Work required - Nothing in the entries may be dropped: restate them word for word.

Records from a collection:

********************

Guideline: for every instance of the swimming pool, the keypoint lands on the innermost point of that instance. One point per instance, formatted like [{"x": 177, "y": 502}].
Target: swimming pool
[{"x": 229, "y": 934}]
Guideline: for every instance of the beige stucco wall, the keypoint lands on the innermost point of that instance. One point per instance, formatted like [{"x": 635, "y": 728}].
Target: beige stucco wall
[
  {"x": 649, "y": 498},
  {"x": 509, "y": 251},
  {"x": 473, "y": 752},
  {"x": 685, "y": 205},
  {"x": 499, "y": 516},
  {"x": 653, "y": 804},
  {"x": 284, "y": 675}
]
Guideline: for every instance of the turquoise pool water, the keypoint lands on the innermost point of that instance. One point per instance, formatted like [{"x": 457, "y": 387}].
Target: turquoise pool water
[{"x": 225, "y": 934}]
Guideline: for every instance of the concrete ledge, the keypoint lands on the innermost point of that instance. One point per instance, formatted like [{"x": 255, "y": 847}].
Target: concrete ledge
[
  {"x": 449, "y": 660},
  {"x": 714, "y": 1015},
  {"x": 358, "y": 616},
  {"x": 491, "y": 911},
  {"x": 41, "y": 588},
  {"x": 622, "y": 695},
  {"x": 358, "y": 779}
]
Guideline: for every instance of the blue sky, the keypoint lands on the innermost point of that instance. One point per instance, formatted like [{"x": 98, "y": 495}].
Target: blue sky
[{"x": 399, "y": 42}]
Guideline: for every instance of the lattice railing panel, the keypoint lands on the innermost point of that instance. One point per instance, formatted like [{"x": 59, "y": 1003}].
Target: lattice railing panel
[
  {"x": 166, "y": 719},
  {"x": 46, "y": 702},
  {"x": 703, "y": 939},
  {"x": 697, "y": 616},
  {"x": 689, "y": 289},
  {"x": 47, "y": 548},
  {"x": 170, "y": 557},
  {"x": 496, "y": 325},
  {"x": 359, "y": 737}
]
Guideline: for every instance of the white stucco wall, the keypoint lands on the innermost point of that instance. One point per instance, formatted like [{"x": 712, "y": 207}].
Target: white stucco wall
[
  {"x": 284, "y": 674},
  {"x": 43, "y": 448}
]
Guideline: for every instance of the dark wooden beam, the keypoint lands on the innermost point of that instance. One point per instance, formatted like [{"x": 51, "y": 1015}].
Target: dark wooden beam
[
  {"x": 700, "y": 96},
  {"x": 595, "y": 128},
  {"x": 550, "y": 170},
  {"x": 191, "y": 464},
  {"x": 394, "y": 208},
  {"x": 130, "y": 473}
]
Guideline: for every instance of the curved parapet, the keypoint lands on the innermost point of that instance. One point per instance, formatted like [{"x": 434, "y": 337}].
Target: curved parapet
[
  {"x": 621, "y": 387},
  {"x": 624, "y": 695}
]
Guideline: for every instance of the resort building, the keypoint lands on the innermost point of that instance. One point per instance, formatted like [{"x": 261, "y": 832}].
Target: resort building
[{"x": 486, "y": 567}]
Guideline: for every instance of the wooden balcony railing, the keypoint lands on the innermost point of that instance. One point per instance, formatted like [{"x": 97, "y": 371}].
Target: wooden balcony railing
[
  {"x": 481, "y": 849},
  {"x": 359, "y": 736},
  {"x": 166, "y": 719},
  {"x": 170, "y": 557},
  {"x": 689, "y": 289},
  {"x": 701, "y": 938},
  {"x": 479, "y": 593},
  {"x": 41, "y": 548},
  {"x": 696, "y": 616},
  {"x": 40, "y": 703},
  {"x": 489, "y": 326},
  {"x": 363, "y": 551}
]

********************

Response to the exercise -
Guideline: for every instance of the swimming pool, the keypoint lands on the innermost point of that instance. One point per instance, formatted like [{"x": 177, "y": 502}].
Target: swimming pool
[{"x": 229, "y": 934}]
Guideline: for every instance of the beige stucco wall, the keypoint lands on the innermost point of that instance. One point per instance, formatted like [{"x": 635, "y": 728}].
Target: beige stucco wall
[
  {"x": 649, "y": 498},
  {"x": 509, "y": 251},
  {"x": 473, "y": 752},
  {"x": 685, "y": 205},
  {"x": 499, "y": 516},
  {"x": 653, "y": 804},
  {"x": 284, "y": 675}
]
Guideline: for every instance of the turquoise pool water, the keypoint lands on the innermost point of that instance. One point per instance, formatted like [{"x": 457, "y": 387}].
Target: turquoise pool water
[{"x": 225, "y": 934}]
Guideline: for every instance of the concrete ledge, the keypoint lands on the innermost point of that instance. One point per instance, formatted like [{"x": 255, "y": 847}].
Target: concrete ledge
[
  {"x": 449, "y": 660},
  {"x": 714, "y": 1015},
  {"x": 358, "y": 616},
  {"x": 491, "y": 911},
  {"x": 41, "y": 588},
  {"x": 622, "y": 695},
  {"x": 358, "y": 779}
]
Guideline: for every instance of the blue sky, the keypoint lands on the innermost point of that instance. One point per instance, formatted like [{"x": 98, "y": 495}].
Target: blue sky
[{"x": 399, "y": 42}]
Guideline: for every instance of the lattice railing panel, the keypoint lands on the innermost point of that instance. One point per instance, formatted like [{"x": 59, "y": 1003}].
Target: lattice railing panel
[
  {"x": 166, "y": 719},
  {"x": 46, "y": 702},
  {"x": 703, "y": 939},
  {"x": 697, "y": 616},
  {"x": 689, "y": 289},
  {"x": 47, "y": 548},
  {"x": 170, "y": 557},
  {"x": 496, "y": 325},
  {"x": 359, "y": 737}
]
Guideline: for every instance of the white stucco wall, the keypoint lands on the innermost point of that instance. One point per instance, formatted like [{"x": 712, "y": 207}].
Target: white stucco wall
[
  {"x": 284, "y": 674},
  {"x": 43, "y": 448}
]
Guideline: for every instance of the dark wooden beam, the keypoint lands on the innermost point of that instance. One point per instance, formatted like [{"x": 51, "y": 1015}].
Target: dark wooden beam
[
  {"x": 700, "y": 96},
  {"x": 595, "y": 128},
  {"x": 550, "y": 170},
  {"x": 191, "y": 464},
  {"x": 394, "y": 208},
  {"x": 130, "y": 473}
]
Guideline: for every instance of the curved parapet, the keypoint lands on the innermost point of that instance. One point per instance, formatted like [{"x": 434, "y": 337}].
Target: curved parapet
[
  {"x": 621, "y": 387},
  {"x": 624, "y": 695}
]
Guideline: for every instance of the resort building, the keypoint lands on the innermost point of that instance. One point per instance, formatted like [{"x": 261, "y": 832}].
Target: resort building
[{"x": 486, "y": 567}]
Guideline: for every instance of the wooden balcony railing, the keypoint lands on the innermost point of that instance. One point per instance, formatted like [{"x": 97, "y": 371}].
Target: wooden balcony railing
[
  {"x": 481, "y": 849},
  {"x": 359, "y": 736},
  {"x": 166, "y": 719},
  {"x": 170, "y": 557},
  {"x": 689, "y": 289},
  {"x": 701, "y": 938},
  {"x": 479, "y": 593},
  {"x": 41, "y": 548},
  {"x": 696, "y": 616},
  {"x": 40, "y": 703},
  {"x": 489, "y": 326},
  {"x": 363, "y": 551}
]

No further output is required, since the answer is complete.